*** Opening of MATERIAL SUPPLIED ***
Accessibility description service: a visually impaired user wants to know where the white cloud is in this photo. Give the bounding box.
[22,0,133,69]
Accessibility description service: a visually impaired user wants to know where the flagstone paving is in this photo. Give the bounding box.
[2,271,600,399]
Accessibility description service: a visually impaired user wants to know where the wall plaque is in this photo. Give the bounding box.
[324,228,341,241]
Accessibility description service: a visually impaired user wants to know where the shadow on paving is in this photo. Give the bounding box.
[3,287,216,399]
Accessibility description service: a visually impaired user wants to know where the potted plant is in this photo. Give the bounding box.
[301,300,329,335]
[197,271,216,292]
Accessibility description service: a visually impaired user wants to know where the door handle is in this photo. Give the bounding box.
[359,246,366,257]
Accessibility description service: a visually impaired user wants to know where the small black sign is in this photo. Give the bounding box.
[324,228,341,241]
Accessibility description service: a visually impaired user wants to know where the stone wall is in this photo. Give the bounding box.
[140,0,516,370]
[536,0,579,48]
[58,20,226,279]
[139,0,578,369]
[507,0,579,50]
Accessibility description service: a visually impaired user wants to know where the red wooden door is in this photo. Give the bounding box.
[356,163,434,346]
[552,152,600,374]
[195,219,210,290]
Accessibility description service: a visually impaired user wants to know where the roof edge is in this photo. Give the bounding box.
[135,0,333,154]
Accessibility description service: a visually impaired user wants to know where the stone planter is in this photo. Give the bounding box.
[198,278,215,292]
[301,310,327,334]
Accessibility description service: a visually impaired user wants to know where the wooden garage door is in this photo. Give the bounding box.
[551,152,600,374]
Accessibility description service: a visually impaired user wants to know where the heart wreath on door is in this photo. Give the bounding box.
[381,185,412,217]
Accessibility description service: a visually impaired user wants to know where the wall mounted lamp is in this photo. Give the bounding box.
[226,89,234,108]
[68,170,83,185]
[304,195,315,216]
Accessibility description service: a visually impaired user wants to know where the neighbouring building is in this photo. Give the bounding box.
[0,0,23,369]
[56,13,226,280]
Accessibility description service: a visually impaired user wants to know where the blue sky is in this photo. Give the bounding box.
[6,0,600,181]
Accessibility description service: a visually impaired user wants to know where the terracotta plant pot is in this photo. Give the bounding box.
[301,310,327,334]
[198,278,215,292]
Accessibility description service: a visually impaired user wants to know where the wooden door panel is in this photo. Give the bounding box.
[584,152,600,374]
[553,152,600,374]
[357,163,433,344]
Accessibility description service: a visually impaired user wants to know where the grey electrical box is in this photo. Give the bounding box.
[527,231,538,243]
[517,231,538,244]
*** Close of MATERIAL SUPPLIED ***
• _ABOUT THIS EXERCISE_
Would you output the lines from the one that contains "the wall mounted" to the end of the data, both ends included, exactly as they appear?

• _EXERCISE OUTPUT_
Accessibility description service: a visually impaired user wants to know where the wall mounted lamp is in this photo. Give the bounding box.
[226,89,234,108]
[68,170,83,185]
[304,195,315,216]
Accessibility description service: a visually impaired user wants to know where the neighbouring building is in this photo. Give the bounding box.
[0,0,23,369]
[56,13,226,280]
Accessibility description service: a visually impaired user wants to know where the blue sky is in this photo. Give the bounding box.
[6,0,600,181]
Accessibility description service: a visually impaired user wants to know where the terracotta plant pot is in this photo. Give the bounding box.
[301,310,327,334]
[198,278,215,292]
Accessibility description service: a visually impaired user wants to know where the wooden door panel is in this photo. Give the bounding box.
[584,152,600,374]
[553,152,600,374]
[357,163,433,344]
Accessibility description service: a visually impaired user wants to know where the grey electrical box is in this photo. Give the bounding box.
[527,231,538,243]
[517,231,538,244]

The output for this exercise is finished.